→ **Data shown**
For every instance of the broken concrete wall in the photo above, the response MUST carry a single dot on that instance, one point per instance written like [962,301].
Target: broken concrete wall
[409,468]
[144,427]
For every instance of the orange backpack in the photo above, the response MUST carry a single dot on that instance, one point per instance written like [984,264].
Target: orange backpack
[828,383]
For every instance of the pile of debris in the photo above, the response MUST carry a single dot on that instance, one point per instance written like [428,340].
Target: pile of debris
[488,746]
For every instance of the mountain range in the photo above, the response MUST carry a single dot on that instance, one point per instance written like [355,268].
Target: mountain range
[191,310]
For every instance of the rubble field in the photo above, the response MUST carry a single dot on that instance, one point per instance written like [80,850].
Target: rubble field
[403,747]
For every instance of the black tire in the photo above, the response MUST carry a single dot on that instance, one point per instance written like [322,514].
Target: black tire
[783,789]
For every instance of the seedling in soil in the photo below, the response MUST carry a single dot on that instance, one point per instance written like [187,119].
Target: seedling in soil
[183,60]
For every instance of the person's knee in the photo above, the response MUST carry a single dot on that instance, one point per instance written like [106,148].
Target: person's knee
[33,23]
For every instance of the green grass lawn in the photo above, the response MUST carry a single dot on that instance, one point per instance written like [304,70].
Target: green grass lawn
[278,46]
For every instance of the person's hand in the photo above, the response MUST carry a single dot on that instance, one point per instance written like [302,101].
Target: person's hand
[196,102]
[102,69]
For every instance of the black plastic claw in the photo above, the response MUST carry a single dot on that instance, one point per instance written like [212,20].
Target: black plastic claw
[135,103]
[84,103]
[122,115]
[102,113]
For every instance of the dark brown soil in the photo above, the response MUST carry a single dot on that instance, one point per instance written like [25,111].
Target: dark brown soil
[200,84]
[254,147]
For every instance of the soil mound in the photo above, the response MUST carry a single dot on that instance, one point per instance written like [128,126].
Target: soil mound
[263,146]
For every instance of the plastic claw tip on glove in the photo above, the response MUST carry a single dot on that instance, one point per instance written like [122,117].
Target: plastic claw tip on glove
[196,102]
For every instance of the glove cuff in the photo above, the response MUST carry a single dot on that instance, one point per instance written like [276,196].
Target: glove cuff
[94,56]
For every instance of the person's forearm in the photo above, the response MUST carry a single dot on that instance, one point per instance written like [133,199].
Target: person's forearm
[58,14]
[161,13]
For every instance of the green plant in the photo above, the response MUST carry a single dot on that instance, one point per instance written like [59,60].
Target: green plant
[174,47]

→ **Short problem**
In the records above, rename each "Target" to "Object" and reproduce all the lines with no other change.

→ **Result below**
For every instance of the broken concrete wall in the photo above, the response MUST carry a single dot on that instance, one point per instance written like [962,301].
Object: broken concrete wall
[409,468]
[144,427]
For every instance of the orange backpack in the photo above, the response MUST carry a single dot on that instance, one point per instance written like [984,264].
Object: orange backpack
[828,383]
For every instance of the pile of debris in the photo above, the response MUST carry a single dot on that instance, one point per instance written like [428,340].
Object: pile of debris
[488,746]
For every instance of the mountain range in the photo above, the response MUST carry a single dot on that instance, one point per instance written like [355,268].
Object: mountain range
[191,310]
For every instance of the rubble field in the photo above, the response MUST carry a single dot on that instance, one point per instance written like [80,850].
Object: rubble field
[403,747]
For every instance of the black tire in the photo above, the response MUST carry a single dot on that instance, one point per instance written like [322,514].
Object: black tire
[783,789]
For every instance of the seedling in soil in the photo below, the response MUST carry a single dot on that instance, one point per instance written like [187,119].
Object: seedling in soil
[183,60]
For every instance of the person's knee in the photo above, the response MUST carry a single dot on that instance, one point per instance written like [106,148].
Object: person's knee
[33,23]
For every instance of the green grass lawn in the photo above, the response MUST carry a single dot on that instance, one point per instance written like [304,70].
Object: green grass lawn
[278,46]
For every instance of the person's hand in the photo above, the response MUST carry a single dot on that instance, one point per instance written like [302,101].
Object: person's hand
[196,102]
[102,69]
For every instance of the black plastic claw in the photo above, the response MUST carry a single dot on that instance, one point per instance written like [212,20].
Object: black plastic claw
[135,103]
[84,103]
[122,115]
[102,113]
For every instance of the dark brown soil in the photo above, the response MUST carry a single dot on that instance, one point per instance written like [25,111].
Object: dark brown soil
[200,84]
[254,147]
For every instance of the soil mound in the photo above, the response MUST carry a single dot on that instance, one point per instance written like [128,126].
Object: soil mound
[263,146]
For every instance of the plastic claw tip on glove in the photo above, the response MUST carry a single dot on that instance, one point per instance written like [122,117].
Object: plastic claw tip on glove
[196,102]
For every instance of the glove cuff in the photo above, the response MUST carry a single dot on that instance, one point per instance written like [276,196].
Object: glove cuff
[94,56]
For every instance of the person's forearm in the photo above, the response MUST carry a single dot on that instance, one point per instance written like [133,199].
Object: person's forearm
[58,14]
[161,13]
For every instance of the green plant in the photo above, the response MUST carry a single dot on that instance, one point per instance written like [59,60].
Object: green plant
[174,47]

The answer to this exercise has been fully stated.